Page excerpt Start Marker

Published: 2019-12-26

A prospective study on maternal near miss cases at a tertiary care hospital

Karuna Kanta Das, Sasindra Kumar Das, Dhritimala Das


Background: Pregnant women’s health status is not only reflected by mortality indicators alone hence the concept of Severe Acute Maternal Morbidity (SAMM) is appropriate for present health providing system. It helps to evaluate the quality of obstetric care in a particular institute. The main objectives of the study were to find a) Incidence of MNMM; b) Disorders underlying MNMM; c) Socio-demographic variables among MNMM; d) Facilities and skills needed to handle these near miss situations.

Methods: A prospective hospital-based study was conducted in the department of obstetrics and gynaecology, Gauhati Medical College and Hospital, Guwahati during the period 1st June 2018 to 31st May 2019. Cases were identified based on maternal near miss operational guidelines December 2014.

Page excerpt End Marker
Given records Start Marker

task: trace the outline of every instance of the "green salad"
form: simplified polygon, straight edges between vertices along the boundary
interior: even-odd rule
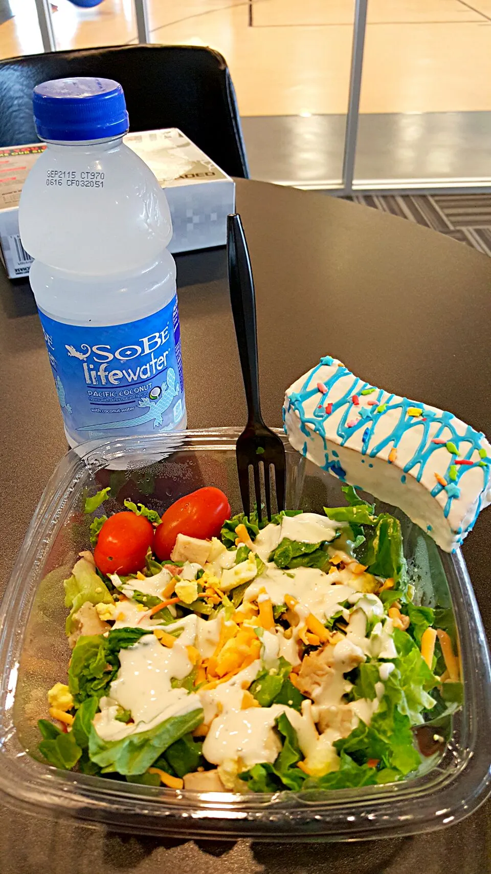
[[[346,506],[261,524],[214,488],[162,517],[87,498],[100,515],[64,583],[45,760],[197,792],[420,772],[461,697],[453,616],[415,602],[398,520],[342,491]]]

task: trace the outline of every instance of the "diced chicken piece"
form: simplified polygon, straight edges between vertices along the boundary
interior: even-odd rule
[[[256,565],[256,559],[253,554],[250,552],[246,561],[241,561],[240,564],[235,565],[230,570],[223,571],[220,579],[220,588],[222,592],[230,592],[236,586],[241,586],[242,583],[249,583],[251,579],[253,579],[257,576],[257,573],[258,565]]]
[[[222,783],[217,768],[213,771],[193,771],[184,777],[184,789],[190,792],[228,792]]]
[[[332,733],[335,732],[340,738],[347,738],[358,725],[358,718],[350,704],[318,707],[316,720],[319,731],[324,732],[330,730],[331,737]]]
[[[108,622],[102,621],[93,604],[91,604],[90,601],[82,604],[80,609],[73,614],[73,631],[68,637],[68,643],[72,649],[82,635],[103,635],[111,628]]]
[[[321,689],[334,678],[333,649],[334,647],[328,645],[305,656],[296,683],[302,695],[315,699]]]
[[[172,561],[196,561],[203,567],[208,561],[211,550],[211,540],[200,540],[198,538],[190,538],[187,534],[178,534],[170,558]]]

Given records End Marker
Given records Start Marker

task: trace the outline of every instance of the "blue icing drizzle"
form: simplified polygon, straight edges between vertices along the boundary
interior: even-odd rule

Given records End Marker
Given records Start Marker

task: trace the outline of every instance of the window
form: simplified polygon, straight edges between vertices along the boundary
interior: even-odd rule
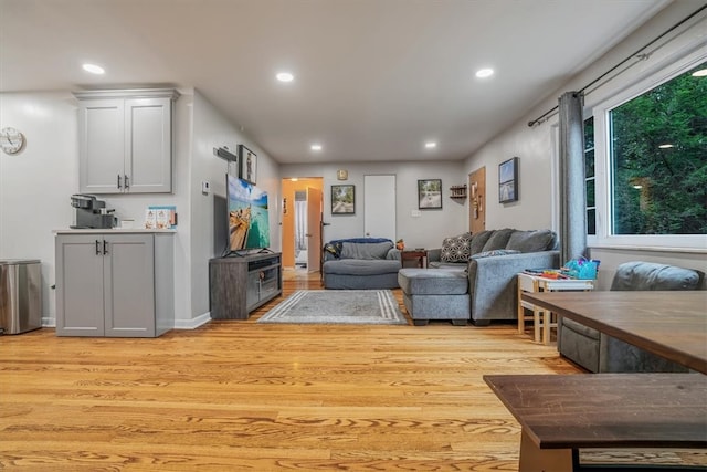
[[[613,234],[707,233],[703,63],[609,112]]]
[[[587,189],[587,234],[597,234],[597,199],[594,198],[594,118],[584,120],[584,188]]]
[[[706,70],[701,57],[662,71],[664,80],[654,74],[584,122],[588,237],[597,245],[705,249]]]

Given records End Marker

Please rewrite the paragraph of the abstract that begins "Methods:" as a short list, keeping its main facts. Work from the abstract alone.

**Written answer**.
- Design: prospective, hospital-based study
- Setting: department of obstetrics and gynaecology, Gauhati Medical College and Hospital, Guwahati
- Period: 1st June 2018 to 31st May 2019
- Case identification: maternal near miss operational guidelines, December 2014